*** TEXT FOR ANALYSIS ***
The official records, though, will reflect that the wonder boy’s name was Jabu Pule, whose sure first touch on the ball won the hearts of all those who swear by the Gold and Black.

Those who went to school with him remember Pule — known to them as Jeremiah Mahlangu — as an average schoolboy who, other than through his soccer skills, was never expected to amount to much in life.

An older generation of Daveyton residents had seen this type of talent before and it had tapered off with age. They had seen the ”Original Shuffle” — Jabu’s father Elias Mahlangu — now a sickly middle-aged man. But Jabu was destined to be different from his father — or was he?

For those who saw him grow up in the tough part of Daveyton — known as Emashanganini because of the predominance of Shangaan-speaking residents — the change of name was as surprising as the change in behaviour of one who had always been a quiet and assuming young man.

Pule, the Chiefs midfielder, is currently out on bail after being charged with statutory abduction after he allegedly went partying with a 16-year-old Soweto girl without her mother’s consent.

Having recently returned to the Chiefs line-up after being suspended for three months for missing training, Pule is now on the carpet after he yet again failed to join his team-mates at training. All this happens hardly a year after returning from a drug rehabilitation centre.

Elsewhere, the football obituary of a youngster who turns 23 on July 11 is already being written.

”Maybe the problem with this boy is that, after his mother’s death, the two families [maternal and paternal] never made peace. Maybe the ancestors are not happy with the way things happened,” offers Pule’s grandmother, Emma Khumalo, about her grandson’s wayward behaviour.

She cannot remember when exactly Pule’s mother died except that he was about 10 or 11 years old then.

”He was a good boy. Always respectful and he liked school and his soccer. I prayed that one day his soccer would take him as far as it could,” says Khumalo.

Then almost as an afterthought she adds: ”You know, ever since he played for Chiefs, we have not done the traditional things. We have not washed him [as is ritual after the death of a close family member].

”He has not erected a tombstone for his mother even though he can now afford it. Perhaps the Ma-hlangu ancestors are not happy with this ‘Pule’ surname,” she says.

Khumalo explains that when Pule was born, his parents were unmarried and thus his birth was registered in his mother’s last name.

By the time he started school at Kwa Ntsikane, the couple had married and their son was known as Jeremiah Mahlangu.

”When the Chiefs people came, they were in a hurry and decided to use the name on the birth certificate to register him,” she says.

That puts paid Pule’s former teacher at Daveyton’s Hulwazi Secondary, Bongani Nhlapo’s view that: ”Maybe the change of name was a rebellious move on its own. Changing from the quiet obedient Jeremiah we know to the person we now read about in the media.”

As with many Daveyton residents, the change in Pule’s behaviour has been unexpected. ”Look, I’ll be honest with you, Jeremiah was not an exceptionally bright student. He would bunk classes but would always attend my history class. He would even look through the window [to see if the class was on],” says Nhlapo.
*** End of TEXT FOR ANALYSIS ***
*** INPUT DATA ***
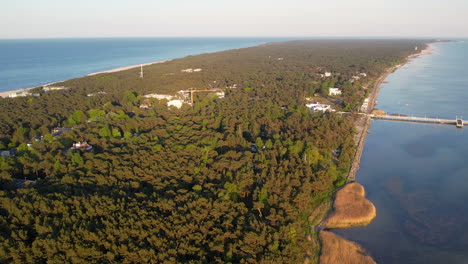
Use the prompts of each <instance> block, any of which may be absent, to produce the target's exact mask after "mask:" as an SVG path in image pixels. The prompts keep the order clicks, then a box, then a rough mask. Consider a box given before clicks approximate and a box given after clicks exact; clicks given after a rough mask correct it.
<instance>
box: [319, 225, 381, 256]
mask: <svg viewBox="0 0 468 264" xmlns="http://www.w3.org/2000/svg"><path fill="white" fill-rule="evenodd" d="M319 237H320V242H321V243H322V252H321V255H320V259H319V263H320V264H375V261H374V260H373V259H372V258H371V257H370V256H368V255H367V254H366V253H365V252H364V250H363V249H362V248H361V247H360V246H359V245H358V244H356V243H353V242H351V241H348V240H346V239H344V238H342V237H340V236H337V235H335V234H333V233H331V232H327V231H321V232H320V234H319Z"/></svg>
*** End of INPUT DATA ***
EXERCISE: Extract the passage of the article about Jabu Pule that runs from "Then almost as" up to and including "close family member].", copying it word for word.

EXERCISE RESULT:
Then almost as an afterthought she adds: ”You know, ever since he played for Chiefs, we have not done the traditional things. We have not washed him [as is ritual after the death of a close family member].